▸ **YOUR TASK**: Collect every line of the records below that contains the string "downspout".

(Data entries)
══════════════════════════════

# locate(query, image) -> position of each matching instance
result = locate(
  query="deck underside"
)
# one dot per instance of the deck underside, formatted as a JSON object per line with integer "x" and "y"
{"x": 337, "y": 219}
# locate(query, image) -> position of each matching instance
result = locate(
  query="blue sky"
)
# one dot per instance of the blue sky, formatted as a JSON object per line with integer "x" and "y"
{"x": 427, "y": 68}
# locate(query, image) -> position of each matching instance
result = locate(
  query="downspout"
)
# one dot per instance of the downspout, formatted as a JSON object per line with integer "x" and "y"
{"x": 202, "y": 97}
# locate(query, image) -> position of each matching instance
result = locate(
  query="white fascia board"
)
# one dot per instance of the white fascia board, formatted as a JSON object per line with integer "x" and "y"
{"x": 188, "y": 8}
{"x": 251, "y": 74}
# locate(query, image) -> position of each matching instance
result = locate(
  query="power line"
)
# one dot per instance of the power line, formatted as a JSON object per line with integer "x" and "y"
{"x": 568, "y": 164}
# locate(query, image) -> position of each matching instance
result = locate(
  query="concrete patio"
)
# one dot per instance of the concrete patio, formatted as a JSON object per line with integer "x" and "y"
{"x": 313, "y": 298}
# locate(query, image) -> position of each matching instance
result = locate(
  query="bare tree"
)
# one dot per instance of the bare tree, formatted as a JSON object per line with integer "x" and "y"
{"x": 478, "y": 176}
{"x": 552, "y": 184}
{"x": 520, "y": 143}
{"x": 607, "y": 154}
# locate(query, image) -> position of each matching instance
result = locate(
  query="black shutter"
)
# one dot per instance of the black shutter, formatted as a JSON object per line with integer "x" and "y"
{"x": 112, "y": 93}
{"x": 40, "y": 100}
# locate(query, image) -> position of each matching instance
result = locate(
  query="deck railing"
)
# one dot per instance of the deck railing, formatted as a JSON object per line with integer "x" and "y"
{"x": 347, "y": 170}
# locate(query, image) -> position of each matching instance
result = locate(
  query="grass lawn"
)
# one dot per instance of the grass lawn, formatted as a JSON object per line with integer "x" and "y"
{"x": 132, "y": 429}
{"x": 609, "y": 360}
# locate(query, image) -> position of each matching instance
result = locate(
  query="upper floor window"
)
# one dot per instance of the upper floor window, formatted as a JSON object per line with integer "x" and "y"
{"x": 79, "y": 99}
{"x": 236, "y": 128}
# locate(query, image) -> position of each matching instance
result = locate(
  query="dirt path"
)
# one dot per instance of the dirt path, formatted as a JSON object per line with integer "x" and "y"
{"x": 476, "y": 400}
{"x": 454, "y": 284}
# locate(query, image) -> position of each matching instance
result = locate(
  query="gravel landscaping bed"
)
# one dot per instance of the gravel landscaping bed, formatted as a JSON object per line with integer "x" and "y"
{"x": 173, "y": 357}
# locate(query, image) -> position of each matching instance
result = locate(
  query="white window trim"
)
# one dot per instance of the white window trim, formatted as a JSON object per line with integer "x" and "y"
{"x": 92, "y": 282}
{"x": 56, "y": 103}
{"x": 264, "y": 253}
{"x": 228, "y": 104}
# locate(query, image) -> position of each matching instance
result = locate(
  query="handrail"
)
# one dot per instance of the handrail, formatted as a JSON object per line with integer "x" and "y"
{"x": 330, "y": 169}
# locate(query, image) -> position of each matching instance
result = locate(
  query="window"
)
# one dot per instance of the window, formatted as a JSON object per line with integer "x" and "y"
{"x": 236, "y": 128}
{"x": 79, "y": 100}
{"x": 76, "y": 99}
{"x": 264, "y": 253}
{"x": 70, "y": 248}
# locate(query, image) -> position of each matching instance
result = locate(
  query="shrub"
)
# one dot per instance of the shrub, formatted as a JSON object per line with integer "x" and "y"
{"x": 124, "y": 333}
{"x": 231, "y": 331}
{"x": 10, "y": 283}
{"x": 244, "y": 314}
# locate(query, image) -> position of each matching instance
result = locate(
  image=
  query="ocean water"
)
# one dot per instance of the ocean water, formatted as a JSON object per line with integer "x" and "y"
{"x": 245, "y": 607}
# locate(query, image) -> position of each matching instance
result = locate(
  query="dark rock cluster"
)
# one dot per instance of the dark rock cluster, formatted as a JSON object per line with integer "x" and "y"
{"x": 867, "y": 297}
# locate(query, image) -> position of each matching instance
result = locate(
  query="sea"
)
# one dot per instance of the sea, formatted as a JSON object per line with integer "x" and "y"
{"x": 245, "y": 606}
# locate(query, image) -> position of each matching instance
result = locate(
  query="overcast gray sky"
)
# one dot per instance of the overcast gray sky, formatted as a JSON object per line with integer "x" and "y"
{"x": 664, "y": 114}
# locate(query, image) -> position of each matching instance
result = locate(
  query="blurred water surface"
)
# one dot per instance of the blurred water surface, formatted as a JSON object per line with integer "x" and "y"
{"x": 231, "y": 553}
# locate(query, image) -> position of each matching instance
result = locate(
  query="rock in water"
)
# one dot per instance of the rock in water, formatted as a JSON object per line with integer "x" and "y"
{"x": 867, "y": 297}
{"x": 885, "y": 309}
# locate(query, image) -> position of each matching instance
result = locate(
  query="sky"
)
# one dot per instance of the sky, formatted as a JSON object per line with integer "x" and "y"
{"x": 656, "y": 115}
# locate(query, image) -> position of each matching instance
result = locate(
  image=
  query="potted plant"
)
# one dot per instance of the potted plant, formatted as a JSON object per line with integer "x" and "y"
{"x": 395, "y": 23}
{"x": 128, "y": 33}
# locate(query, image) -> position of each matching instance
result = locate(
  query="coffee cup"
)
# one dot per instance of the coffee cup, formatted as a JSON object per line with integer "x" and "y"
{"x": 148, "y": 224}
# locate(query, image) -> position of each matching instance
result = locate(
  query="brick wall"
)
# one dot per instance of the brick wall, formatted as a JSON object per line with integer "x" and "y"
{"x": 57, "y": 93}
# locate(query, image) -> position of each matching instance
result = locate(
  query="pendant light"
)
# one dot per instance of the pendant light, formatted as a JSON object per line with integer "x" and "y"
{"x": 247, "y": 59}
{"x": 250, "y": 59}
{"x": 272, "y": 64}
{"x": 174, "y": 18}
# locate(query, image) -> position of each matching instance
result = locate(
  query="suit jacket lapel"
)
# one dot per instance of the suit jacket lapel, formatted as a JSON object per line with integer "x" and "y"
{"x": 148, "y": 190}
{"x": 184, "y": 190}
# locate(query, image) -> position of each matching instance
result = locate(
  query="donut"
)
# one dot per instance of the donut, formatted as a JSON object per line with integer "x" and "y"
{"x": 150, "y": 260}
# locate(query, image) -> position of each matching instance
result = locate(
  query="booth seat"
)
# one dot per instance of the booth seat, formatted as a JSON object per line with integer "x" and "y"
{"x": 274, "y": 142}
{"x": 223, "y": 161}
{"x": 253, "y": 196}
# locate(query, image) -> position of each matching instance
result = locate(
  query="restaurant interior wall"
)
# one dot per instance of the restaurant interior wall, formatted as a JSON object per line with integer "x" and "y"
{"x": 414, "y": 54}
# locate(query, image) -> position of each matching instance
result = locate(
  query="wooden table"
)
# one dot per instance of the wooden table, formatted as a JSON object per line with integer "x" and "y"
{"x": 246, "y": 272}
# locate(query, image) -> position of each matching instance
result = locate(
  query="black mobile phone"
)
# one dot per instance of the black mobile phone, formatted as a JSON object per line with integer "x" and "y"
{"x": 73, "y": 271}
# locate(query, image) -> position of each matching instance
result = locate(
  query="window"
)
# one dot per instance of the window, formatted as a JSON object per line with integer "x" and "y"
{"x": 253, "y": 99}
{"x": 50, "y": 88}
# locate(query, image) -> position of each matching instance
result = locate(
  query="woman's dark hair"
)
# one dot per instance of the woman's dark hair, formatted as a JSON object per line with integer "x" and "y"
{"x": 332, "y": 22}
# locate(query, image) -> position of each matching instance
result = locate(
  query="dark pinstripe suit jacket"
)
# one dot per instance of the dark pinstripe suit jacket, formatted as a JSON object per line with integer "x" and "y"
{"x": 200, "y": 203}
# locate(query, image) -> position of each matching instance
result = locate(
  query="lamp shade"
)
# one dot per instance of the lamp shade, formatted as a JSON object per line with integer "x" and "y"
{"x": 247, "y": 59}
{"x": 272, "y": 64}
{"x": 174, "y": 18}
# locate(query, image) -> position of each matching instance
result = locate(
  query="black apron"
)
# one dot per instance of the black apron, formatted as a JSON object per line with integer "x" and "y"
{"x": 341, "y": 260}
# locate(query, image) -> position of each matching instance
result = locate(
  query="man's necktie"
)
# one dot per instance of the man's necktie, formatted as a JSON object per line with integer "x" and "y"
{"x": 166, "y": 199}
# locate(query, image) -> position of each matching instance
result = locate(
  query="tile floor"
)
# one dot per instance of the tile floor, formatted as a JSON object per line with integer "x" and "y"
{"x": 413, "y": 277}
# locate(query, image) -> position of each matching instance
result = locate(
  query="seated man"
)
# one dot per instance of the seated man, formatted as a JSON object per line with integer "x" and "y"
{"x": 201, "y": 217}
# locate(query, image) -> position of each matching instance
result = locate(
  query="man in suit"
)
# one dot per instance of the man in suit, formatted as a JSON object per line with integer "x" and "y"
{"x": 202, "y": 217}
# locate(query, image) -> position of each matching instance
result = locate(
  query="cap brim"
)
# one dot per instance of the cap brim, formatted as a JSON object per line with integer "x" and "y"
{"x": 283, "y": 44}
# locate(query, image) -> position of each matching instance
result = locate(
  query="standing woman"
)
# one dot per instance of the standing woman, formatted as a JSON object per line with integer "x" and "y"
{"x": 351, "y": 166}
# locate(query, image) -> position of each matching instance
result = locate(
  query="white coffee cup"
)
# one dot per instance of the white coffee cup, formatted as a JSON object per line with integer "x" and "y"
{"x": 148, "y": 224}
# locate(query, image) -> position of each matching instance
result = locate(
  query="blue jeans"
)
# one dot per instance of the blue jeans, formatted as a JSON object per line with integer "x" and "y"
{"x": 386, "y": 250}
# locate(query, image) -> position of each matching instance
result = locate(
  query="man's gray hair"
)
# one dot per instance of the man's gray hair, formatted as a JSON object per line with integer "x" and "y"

══════════════════════════════

▸ **FINISHED EXERCISE**:
  query="downspout"
# one dot per instance of the downspout, formatted as a JSON object per line with integer "x" and "y"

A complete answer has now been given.